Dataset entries
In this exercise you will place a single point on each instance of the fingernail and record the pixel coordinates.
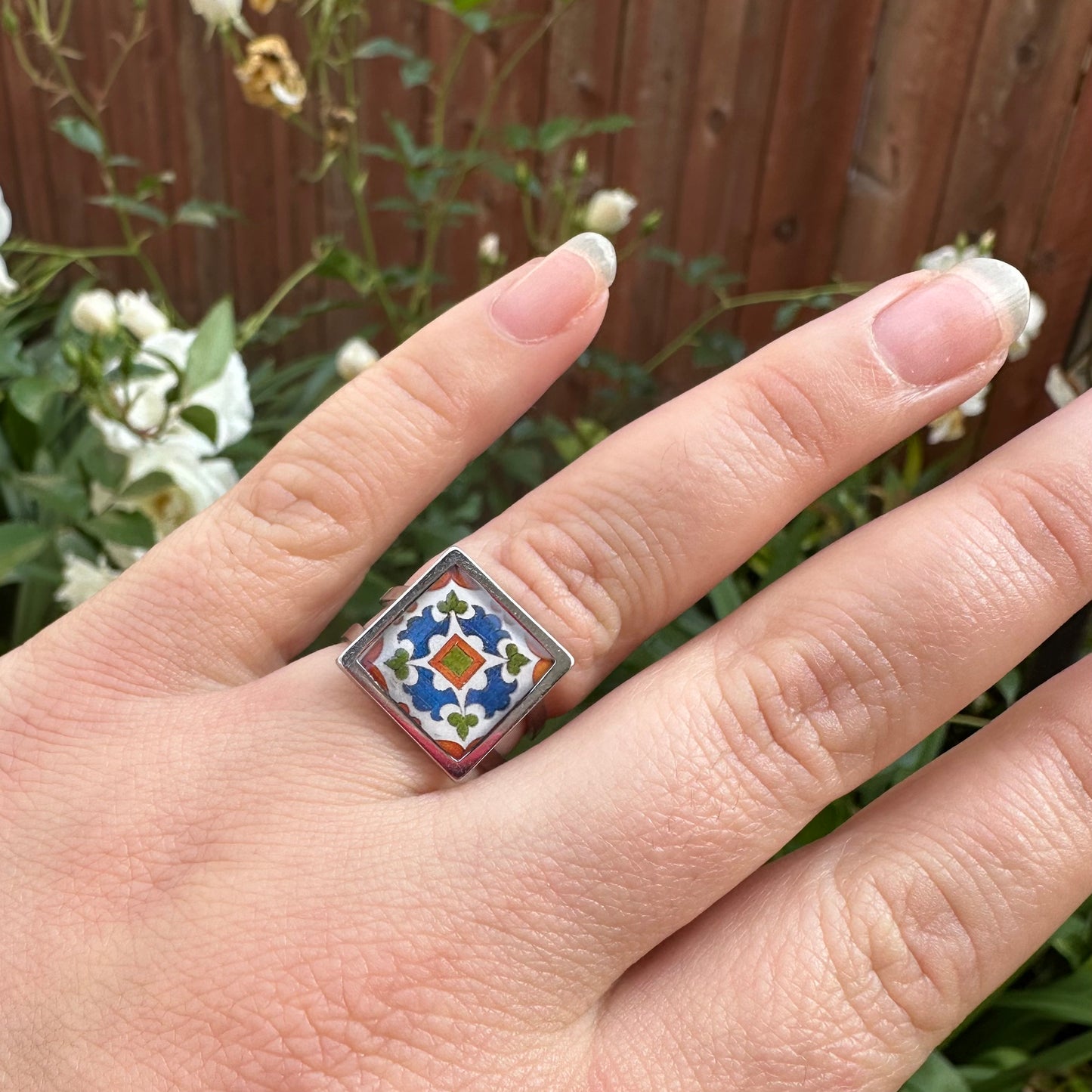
(558, 289)
(954, 322)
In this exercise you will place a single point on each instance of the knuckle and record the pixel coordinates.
(804, 714)
(784, 422)
(569, 568)
(905, 942)
(425, 401)
(299, 506)
(1045, 521)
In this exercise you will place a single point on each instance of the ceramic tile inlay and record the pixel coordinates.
(454, 664)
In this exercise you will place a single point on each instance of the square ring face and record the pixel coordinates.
(456, 663)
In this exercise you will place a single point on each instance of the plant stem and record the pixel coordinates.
(733, 302)
(252, 324)
(438, 213)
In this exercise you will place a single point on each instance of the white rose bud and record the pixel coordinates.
(82, 579)
(7, 285)
(140, 316)
(95, 312)
(610, 211)
(218, 12)
(355, 356)
(490, 249)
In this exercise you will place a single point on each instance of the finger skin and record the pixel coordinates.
(893, 928)
(243, 586)
(676, 787)
(626, 539)
(643, 525)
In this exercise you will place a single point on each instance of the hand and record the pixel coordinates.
(225, 869)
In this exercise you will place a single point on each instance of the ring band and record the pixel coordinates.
(456, 663)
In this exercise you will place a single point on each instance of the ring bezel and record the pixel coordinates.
(350, 660)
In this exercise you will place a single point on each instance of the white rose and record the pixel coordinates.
(95, 312)
(610, 211)
(1060, 390)
(140, 316)
(7, 285)
(1037, 316)
(355, 356)
(194, 481)
(218, 12)
(952, 425)
(82, 579)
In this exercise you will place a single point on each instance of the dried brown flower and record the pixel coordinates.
(338, 122)
(270, 76)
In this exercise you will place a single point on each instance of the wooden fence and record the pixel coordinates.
(800, 139)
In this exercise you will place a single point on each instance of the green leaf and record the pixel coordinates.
(131, 206)
(32, 395)
(125, 529)
(452, 604)
(20, 543)
(203, 419)
(400, 664)
(1069, 999)
(937, 1075)
(81, 134)
(212, 348)
(725, 598)
(416, 73)
(383, 47)
(204, 213)
(515, 660)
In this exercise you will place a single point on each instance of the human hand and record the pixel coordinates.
(225, 869)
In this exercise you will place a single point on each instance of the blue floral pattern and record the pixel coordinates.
(456, 663)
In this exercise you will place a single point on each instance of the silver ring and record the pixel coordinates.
(456, 663)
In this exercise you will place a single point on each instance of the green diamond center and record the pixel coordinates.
(456, 660)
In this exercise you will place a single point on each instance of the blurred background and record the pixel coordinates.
(802, 140)
(222, 210)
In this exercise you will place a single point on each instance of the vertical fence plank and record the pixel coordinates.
(1060, 267)
(657, 88)
(738, 76)
(1030, 60)
(581, 80)
(824, 74)
(924, 57)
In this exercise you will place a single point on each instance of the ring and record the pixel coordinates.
(456, 663)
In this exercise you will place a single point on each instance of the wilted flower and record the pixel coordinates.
(82, 579)
(95, 312)
(140, 316)
(355, 356)
(338, 122)
(7, 285)
(490, 249)
(218, 12)
(610, 211)
(952, 425)
(271, 78)
(1037, 316)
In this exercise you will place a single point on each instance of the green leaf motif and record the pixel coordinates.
(462, 723)
(400, 664)
(515, 660)
(452, 605)
(211, 348)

• Work request: Going from the line that contains "wilted flower and record the pixel coordinates." to the last line of the records, reproduce every line as written.

• Answer area:
In this exercise you will place a single point on each instance of the wilted flower and record the pixel coordinates.
(82, 579)
(95, 312)
(140, 316)
(355, 356)
(338, 122)
(7, 285)
(490, 249)
(218, 12)
(610, 211)
(952, 425)
(271, 78)
(1037, 316)
In this exercise you will place a single point on each instance of the green leaf motif and record the pixel coordinates.
(462, 723)
(400, 664)
(515, 660)
(452, 605)
(211, 348)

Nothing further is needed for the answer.